Even if we agree with the idea – which we don’t – that the land is Crown land, then the most the government could justify for unimproved land would be a small peppercorn rent.

But the idea that a landlord should take a percentage cut of the company profits is absurd. We’ve looked at hundreds if not thousands of advertisements for commercial properties and not once have we ever seen a requirement by the landlord that the tenant must hand over 40% of profits.

Have you ever rented a house where the landlord demands 40% of your salary as rent?

I mean seriously, if you’re a profitable business or a prospective housing tenant, would you take out a tenancy on those terms?

Which brings us nicely to how the pathetic Super Profits Tax could potentially destroy the Australian mining industry.

Already one Australian company, Cape Lambert Resources [ASX: CFE] has decided that a 40% Super Profits Tax is so burdensome that it won’t proceed with the Cape Lambert South Project.

What’s it doing instead? Unsurprisingly it’s going to develop the Marampa Project in Sierra Leone instead!

Africa a better place to invest than Australia

Africa a better place to invest than Australia

Sierra Leone for crying out loud. Haven’t they just had a civil war?

Cape Lambert would prefer to operate in a former civil war torn country than in Australia. It reckons it can get a better return on capital from dodging bullets and kidnappers than it can from dodging camels and kangaroos in the Western Australian outback.

□ □ □

Task list:
1. From the passage on the Super Profits Tax, reproduce the text from "Already one Australian" up to and including "a civil war?".
2. Answer the following from the Super Profits Tax passage:
(a) What rent does the passage say the government could at most justify for unimproved land?
(b) Which project has Cape Lambert Resources decided not to proceed with?
(c) Which project will the company develop instead, and in which country?
3. Carry the Super Profits Tax passage forward from the point at which it ends.

Records supplied:

□ □ □

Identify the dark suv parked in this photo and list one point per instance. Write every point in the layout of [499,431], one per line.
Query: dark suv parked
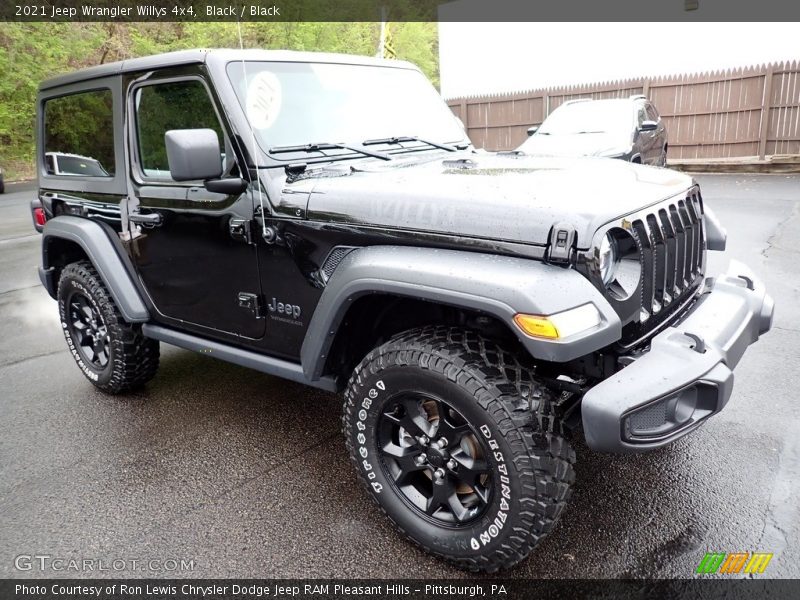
[324,219]
[630,129]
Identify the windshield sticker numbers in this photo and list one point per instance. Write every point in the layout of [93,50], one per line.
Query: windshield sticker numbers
[263,100]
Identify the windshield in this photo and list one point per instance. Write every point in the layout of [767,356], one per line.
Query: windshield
[291,104]
[599,116]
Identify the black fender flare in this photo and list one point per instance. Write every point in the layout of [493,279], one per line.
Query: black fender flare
[107,257]
[501,286]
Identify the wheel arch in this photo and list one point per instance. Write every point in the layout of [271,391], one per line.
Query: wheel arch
[454,282]
[67,239]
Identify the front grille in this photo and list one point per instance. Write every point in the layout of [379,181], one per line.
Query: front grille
[672,247]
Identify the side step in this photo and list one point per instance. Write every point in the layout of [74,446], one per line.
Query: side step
[245,358]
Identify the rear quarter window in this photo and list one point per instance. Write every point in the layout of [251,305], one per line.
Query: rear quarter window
[79,135]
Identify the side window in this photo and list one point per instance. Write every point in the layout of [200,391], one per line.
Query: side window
[641,115]
[79,135]
[166,106]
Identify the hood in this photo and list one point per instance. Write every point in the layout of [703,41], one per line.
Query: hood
[576,144]
[491,196]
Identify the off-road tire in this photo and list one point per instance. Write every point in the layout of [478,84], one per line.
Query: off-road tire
[497,395]
[132,358]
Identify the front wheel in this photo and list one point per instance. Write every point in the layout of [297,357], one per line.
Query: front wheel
[459,446]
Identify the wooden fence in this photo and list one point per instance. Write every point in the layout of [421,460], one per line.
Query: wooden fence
[749,112]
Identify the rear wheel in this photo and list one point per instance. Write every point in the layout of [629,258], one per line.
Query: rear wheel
[459,446]
[112,353]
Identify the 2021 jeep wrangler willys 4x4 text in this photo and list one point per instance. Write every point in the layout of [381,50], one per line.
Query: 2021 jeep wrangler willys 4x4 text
[325,219]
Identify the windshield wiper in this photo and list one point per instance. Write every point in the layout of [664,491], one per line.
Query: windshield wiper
[408,138]
[327,146]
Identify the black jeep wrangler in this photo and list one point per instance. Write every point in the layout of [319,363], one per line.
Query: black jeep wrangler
[325,219]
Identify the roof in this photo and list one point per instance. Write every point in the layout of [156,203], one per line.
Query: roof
[198,56]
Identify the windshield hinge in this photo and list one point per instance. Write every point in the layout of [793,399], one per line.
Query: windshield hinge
[294,170]
[561,244]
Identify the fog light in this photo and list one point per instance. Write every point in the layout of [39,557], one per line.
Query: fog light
[536,326]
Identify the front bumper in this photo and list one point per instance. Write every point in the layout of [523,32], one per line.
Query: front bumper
[686,376]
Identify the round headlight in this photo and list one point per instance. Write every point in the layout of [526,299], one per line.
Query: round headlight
[607,260]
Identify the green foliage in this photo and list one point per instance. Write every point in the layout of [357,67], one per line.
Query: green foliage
[31,52]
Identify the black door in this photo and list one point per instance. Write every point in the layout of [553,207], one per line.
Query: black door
[191,264]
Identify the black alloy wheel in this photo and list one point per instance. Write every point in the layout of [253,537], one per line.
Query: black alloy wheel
[88,330]
[436,460]
[459,445]
[112,353]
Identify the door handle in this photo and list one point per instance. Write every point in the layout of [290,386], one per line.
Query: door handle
[151,219]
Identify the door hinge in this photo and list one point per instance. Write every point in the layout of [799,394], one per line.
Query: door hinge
[240,230]
[253,303]
[561,243]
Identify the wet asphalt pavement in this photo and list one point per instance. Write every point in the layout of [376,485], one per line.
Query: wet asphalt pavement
[247,474]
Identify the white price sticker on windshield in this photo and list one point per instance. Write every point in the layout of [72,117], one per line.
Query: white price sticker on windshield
[263,100]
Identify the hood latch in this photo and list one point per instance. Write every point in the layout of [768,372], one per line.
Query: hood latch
[561,244]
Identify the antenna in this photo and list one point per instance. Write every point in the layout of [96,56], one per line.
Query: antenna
[264,233]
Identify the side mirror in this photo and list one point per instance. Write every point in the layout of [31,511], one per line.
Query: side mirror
[193,154]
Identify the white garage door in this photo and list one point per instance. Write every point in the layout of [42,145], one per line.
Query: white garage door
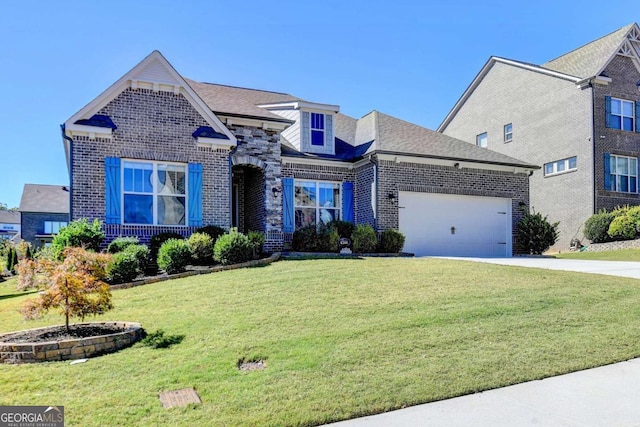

□ □ □

Results of the tasks:
1.
Already one Australian company, Cape Lambert Resources [ASX: CFE] has decided that a 40% Super Profits Tax is so burdensome that it won’t proceed with the Cape Lambert South Project.

What’s it doing instead? Unsurprisingly it’s going to develop the Marampa Project in Sierra Leone instead!

Africa a better place to invest than Australia

Africa a better place to invest than Australia

Sierra Leone for crying out loud. Haven’t they just had a civil war?

2.
(a) A small peppercorn rent.
(b) The Cape Lambert South Project.
(c) The Marampa Project, in Sierra Leone.

3.
But that’s only the beginning. Sure, not every miner is going to take their bat and go home. But for miners like Cape Lambert that have two comparable projects, it’s a no-brainer to focus its resources on the project that will have the better return.

What does that mean for Australia? Well, for all those that are worried about not getting a good deal on “their” resources, this will surely be good news for them. Because rather than Cape Lambert extracting 1.5 billion tonnes of iron ore from the ground, employing hundreds of people on the site and providing work for allied industries, instead the iron ore will remain in the ground for everyone to enjoy.

We wonder how many people will now claim that the iron ore at Cape Lambert South is theirs now. Any takers? Thought not. It seems the bludgers aren’t quite so keen on the iron ore when it’s in the ground. It only gets their interest after someone has done all the hard work to extract it.

Of course, if they don’t like it remaining in the ground they could always go and grab their fair share for themselves. By our calculations it’s about 68 tonnes per Australian!

They’ll need a big wheelbarrow for that. What a joke.

It’s the old story isn’t it? The thieving government wasn’t happy with stealing 30% of company profits, so they thought they’d try and grab a bit more. Except the geniuses in government will soon realise they’ll now get 40% of nothing.

No wonder they can’t find a job in the private sector with that kind of logic.

But isn’t it funny how the pollies and bludgers are complaining about BHP and Rio Tinto having big foreign ownership, and how it’s terrible all these profits are heading offshore.

Well, it’s hardly surprising is it? Not when you consider that the Australian economy, government and banking sector are too busy funnelling investor’s cash elsewhere, namely the housing market.

Perhaps if the government and banks weren’t quite so eager to encourage everyone to buy as many houses as possible there might be some cash left over for people to invest in mining projects.

Instead, the banks’ loan books are laden with greater than a 50% exposure to the mortgage market. That’s easy money. Keep piling in to the giant property Ponzi scheme.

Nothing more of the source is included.